**What this task involves:** Reproduce, word for word, the part of the thread on glossing a silver TT that opens with the words containing "## qooqiiu (Oct" and closes with "Cartec Gold wax)".

**Text section:**
[START]
# silver TT, deep gloss glaze?



## zach225 (Jan 31, 2009)

hi there people,

basically im looking for a product that will leave my silver tt with a nice deep gloss show room finish, it does have to come from halfords though as i have vouchers,

what do you cleaning gurus recommend?


----------



## Gordon B (Apr 12, 2008)

Personally I use Autoglym High Definition Wax. Good results for the price.

http://www.autoglym.co.uk/enGB/product- ... GG&Range=1

A previous thread maybe useful:

viewtopic.php?f=31&t=127235&p=1325710&hilit=high+definition#p1325710


----------



## qooqiiu (Oct 12, 2007)

Turtle wax ice leave a really good finish on silver cars.


----------



## Noviisi (Apr 16, 2008)

Has anyone used Cartec products?

(Cartec Perfect polish and Cartec Gold wax)


----------



## H20RPR (Sep 24, 2008)

I have a silver TT and to start off with i washed,clayed,polished and waxed,i used:

baby bath-Meguiars clay kit-Auto Glym Super Resin polish-Meguiars NXT wax,results were very good

Recently i had just washed and polished the car a few times,nothing special as paint was still feeling smooth etc
(also had halfrauds vouchers) 
so i purchased the auto glym high gloss sealant and my word it has made a hell of a difference!! 
Wash-clay-wash-polish-sealant-wax
I would highly reccomend these products if you dont want to spend a fortune but it will take hours and hours to complete and it is addictive!! :mrgreen:


----------



## DAZTTC (May 20, 2005)

Meguiars NXT wax  

















DAZ


----------



## seasurfer (Apr 10, 2009)

qooqiiu said:


> Turtle wax ice leave a really good finish on silver cars.


Hi, I use turtle wax ice shampoo and then turtle wax ice wax - gives a really nice finish - very easy to use and doesnt leave any white residue any where  
Seasurfer


----------



## seasurfer (Apr 10, 2009)

DazTTC
Looks really good . I have just taken some of my car but having difficulty trying to find help with uploading photos - will keep trying.
Seasurfer


----------



## DAZTTC (May 20, 2005)

You need to get something like a photobucket.com account and them copy and paste you pics in your post using the IMG code hope this helps you out mate.

DAZ


----------
[END]
**Information shown:**
[START]
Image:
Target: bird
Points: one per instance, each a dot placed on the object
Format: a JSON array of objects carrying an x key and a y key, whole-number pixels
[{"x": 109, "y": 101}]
[END]
**Reply to the task:**
## qooqiiu (Oct 12, 2007)

Turtle wax ice leave a really good finish on silver cars.


----------



## Noviisi (Apr 16, 2008)

Has anyone used Cartec products?

(Cartec Perfect polish and Cartec Gold wax)